» Task objective
Could you copy every record exactly as it appears?

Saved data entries
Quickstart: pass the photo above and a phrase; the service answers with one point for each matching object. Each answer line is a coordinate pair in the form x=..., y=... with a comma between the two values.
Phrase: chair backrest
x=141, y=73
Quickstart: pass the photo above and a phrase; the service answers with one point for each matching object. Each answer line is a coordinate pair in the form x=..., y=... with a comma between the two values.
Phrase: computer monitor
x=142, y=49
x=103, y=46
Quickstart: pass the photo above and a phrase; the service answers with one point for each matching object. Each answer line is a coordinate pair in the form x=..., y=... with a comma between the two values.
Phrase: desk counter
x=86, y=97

» Output below
Quickstart: pass the photo above and a phrase; the service answers with one point for each matching object. Each answer line is a coordinate pair in the form x=..., y=... with a comma between the two values.
Phrase: chair backrest
x=141, y=73
Quickstart: pass the photo above and a phrase; the service answers with one point for each matching object. Each answer line is a coordinate pair in the form x=..., y=... with a comma between the two values.
Phrase: computer monitor
x=142, y=49
x=103, y=46
Quickstart: pass the photo above and a phrase; the service answers with one point for each matching object. Each answer line is a coordinate pair in the form x=..., y=... with a comma between the two values.
Phrase: desk counter
x=86, y=97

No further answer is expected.